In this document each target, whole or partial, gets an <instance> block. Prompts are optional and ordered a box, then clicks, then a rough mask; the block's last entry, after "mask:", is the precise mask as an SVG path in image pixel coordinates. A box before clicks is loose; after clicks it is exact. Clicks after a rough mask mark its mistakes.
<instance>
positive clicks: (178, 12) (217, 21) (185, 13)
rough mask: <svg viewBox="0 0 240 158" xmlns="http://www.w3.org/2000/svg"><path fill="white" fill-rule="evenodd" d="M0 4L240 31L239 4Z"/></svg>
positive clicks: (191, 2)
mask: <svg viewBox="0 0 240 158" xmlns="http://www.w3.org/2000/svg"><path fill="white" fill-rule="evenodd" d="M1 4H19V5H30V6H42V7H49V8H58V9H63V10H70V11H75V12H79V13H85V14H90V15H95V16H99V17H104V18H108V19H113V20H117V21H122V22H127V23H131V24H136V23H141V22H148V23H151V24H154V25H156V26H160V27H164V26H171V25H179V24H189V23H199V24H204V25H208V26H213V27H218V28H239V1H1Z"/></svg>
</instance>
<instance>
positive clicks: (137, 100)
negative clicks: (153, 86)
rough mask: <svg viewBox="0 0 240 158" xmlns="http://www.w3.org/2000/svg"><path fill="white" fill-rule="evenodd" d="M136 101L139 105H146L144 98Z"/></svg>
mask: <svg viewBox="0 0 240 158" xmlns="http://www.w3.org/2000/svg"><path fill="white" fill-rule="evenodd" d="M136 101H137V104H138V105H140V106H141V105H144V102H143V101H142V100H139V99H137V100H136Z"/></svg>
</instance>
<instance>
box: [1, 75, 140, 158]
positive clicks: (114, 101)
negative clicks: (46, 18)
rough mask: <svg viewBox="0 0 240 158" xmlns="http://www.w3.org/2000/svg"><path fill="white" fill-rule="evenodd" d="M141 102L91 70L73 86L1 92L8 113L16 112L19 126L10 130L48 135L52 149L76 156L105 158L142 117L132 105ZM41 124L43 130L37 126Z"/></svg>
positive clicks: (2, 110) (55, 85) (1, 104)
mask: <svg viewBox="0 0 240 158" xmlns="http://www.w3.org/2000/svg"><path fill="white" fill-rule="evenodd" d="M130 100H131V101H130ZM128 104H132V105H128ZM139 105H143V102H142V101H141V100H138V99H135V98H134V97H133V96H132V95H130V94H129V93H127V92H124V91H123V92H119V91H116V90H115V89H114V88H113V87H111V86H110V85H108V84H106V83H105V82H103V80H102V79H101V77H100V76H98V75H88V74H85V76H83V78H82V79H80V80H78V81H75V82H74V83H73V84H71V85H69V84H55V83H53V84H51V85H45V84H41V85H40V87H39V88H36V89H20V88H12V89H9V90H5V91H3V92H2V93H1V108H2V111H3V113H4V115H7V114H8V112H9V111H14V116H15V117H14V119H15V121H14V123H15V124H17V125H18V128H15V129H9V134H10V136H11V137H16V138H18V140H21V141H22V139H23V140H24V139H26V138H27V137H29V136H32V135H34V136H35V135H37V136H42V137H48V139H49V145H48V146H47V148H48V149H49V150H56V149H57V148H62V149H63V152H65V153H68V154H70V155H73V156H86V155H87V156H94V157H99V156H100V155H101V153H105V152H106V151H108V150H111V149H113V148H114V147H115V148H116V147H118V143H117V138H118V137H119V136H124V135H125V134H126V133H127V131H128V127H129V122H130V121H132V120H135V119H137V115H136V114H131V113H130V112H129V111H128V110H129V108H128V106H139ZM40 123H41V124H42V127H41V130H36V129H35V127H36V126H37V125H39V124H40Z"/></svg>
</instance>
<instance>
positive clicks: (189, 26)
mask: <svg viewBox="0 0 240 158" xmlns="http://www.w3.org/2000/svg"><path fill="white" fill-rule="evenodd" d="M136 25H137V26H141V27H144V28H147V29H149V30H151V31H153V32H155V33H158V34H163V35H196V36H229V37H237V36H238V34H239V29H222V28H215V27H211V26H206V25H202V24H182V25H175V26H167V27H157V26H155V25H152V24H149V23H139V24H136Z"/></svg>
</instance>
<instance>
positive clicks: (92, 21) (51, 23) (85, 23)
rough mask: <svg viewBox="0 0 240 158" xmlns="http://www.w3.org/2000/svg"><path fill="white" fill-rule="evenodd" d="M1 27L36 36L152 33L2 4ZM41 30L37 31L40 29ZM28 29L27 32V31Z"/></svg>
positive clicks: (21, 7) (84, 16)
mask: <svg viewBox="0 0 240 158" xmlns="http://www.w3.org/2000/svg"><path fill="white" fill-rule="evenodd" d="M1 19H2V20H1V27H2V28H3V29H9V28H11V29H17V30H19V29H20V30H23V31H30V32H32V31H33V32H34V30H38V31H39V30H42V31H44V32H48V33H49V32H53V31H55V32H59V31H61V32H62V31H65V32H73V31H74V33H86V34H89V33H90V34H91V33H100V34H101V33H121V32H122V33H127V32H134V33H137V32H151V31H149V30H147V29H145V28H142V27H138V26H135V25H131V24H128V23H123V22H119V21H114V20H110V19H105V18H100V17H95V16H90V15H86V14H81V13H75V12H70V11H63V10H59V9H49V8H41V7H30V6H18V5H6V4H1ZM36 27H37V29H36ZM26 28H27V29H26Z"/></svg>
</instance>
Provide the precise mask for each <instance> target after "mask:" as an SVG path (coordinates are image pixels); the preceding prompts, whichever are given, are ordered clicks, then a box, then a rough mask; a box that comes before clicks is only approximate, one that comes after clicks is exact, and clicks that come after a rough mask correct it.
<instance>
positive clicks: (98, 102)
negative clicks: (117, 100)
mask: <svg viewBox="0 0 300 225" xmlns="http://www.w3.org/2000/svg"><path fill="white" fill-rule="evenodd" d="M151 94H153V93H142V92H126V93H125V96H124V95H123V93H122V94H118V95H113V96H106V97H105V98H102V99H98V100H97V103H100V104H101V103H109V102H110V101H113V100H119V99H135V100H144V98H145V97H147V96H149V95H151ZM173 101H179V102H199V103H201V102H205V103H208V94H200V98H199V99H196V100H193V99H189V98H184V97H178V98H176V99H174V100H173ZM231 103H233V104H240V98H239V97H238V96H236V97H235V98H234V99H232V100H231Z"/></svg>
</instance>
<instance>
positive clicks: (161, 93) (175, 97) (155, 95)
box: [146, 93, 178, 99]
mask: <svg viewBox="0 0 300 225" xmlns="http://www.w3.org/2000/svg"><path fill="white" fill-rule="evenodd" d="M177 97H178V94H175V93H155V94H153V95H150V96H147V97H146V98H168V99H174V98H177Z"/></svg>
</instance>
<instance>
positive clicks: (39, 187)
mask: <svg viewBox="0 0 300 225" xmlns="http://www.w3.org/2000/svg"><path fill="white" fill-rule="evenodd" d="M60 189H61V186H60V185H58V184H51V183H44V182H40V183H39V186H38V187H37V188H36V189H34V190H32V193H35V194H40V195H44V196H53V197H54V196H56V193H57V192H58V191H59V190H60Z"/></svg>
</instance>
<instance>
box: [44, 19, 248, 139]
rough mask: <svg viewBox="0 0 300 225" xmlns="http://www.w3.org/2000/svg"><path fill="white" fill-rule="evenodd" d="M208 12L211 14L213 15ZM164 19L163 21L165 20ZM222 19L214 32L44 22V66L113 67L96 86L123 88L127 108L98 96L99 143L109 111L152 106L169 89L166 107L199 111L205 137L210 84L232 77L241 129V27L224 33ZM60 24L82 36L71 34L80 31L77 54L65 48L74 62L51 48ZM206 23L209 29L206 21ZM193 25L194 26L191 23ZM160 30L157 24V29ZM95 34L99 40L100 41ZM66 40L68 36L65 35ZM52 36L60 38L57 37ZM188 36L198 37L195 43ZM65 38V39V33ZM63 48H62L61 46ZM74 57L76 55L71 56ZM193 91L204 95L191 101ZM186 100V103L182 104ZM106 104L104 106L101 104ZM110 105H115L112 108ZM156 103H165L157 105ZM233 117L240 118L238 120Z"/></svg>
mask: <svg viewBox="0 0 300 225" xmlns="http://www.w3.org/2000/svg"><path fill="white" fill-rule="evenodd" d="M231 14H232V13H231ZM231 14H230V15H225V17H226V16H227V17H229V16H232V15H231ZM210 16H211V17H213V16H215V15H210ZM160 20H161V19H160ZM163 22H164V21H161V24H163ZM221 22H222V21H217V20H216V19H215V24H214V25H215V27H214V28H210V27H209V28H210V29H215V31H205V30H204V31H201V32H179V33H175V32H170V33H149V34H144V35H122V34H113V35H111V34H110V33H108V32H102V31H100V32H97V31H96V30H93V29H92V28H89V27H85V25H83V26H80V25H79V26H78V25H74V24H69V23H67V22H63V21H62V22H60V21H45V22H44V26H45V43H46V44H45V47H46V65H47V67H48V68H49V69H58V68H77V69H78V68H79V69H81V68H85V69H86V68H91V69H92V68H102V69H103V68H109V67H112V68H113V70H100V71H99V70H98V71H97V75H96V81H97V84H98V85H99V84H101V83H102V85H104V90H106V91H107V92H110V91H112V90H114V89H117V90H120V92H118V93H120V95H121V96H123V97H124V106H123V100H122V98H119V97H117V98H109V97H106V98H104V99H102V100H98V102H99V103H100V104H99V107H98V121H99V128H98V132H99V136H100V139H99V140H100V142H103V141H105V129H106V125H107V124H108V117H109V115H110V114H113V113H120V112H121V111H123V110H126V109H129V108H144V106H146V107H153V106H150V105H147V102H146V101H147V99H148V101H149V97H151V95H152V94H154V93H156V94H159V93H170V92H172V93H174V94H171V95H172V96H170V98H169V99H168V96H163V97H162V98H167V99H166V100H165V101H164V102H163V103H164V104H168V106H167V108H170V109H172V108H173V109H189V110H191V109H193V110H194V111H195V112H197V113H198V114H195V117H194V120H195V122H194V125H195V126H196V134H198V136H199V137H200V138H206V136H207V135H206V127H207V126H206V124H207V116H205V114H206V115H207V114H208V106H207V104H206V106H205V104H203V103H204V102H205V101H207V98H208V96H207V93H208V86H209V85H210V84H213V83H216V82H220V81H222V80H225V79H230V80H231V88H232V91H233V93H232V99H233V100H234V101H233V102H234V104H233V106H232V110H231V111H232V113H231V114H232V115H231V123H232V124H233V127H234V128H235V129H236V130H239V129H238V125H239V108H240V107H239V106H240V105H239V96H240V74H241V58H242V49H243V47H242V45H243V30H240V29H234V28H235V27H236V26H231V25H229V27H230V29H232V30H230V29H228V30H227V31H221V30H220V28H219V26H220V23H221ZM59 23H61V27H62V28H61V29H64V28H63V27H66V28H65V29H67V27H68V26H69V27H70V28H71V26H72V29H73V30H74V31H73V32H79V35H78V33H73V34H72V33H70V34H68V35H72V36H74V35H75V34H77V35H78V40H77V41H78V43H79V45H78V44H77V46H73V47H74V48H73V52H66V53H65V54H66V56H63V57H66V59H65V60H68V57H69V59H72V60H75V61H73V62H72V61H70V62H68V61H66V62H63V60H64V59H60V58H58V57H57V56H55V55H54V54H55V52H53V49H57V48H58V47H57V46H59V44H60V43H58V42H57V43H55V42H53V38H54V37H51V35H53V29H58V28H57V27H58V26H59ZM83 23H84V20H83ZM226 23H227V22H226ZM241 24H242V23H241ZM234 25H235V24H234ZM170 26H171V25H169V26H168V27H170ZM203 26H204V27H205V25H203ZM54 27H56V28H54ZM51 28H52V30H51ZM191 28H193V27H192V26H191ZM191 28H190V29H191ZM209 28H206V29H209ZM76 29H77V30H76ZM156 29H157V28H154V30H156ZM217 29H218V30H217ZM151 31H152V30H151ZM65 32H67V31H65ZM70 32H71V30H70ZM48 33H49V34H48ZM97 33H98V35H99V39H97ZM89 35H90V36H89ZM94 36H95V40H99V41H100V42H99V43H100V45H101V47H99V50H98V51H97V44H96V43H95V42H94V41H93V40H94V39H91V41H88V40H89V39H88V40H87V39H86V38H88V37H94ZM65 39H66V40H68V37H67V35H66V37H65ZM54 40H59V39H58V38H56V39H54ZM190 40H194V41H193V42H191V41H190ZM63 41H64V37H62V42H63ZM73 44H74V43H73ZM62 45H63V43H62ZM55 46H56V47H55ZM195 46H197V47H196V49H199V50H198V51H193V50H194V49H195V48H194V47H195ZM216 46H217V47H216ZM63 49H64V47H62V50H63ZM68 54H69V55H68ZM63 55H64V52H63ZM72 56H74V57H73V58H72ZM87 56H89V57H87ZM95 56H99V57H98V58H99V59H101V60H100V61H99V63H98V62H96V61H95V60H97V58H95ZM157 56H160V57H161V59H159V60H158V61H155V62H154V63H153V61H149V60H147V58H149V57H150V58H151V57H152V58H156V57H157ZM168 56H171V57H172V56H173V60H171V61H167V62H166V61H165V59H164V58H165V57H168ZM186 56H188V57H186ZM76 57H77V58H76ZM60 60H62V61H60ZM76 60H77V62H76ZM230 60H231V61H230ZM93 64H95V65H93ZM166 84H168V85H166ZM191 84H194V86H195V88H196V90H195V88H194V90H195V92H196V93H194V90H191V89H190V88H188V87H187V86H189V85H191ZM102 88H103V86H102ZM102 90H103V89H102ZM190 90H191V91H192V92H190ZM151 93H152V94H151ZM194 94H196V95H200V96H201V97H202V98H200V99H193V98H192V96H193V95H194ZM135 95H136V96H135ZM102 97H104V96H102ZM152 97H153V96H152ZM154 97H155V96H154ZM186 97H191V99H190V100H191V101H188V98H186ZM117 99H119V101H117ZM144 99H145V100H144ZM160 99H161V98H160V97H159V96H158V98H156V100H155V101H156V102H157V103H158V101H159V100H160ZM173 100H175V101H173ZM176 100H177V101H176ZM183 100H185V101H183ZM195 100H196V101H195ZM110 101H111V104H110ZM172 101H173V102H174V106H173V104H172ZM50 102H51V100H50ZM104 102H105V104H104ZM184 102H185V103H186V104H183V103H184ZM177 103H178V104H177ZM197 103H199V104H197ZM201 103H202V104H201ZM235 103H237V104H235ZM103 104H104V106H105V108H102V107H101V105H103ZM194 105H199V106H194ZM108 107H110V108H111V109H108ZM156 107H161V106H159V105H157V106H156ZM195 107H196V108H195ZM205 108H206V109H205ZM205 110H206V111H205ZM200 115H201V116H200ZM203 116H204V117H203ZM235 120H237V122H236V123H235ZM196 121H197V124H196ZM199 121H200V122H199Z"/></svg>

.....

What the task asks:
Copy every line from the first one down to and including the line with "positive clicks: (191, 2)", reproducing each character unchanged.

Response to the exercise:
In this document each target, whole or partial, gets an <instance> block. Prompts are optional and ordered a box, then clicks, then a rough mask; the block's last entry, after "mask:", is the precise mask as an SVG path in image pixel coordinates. A box before clicks is loose; after clicks it is exact. Clicks after a rough mask mark its mistakes.
<instance>
positive clicks: (178, 12) (217, 21) (185, 13)
rough mask: <svg viewBox="0 0 240 158" xmlns="http://www.w3.org/2000/svg"><path fill="white" fill-rule="evenodd" d="M0 4L240 31L239 4Z"/></svg>
positive clicks: (191, 2)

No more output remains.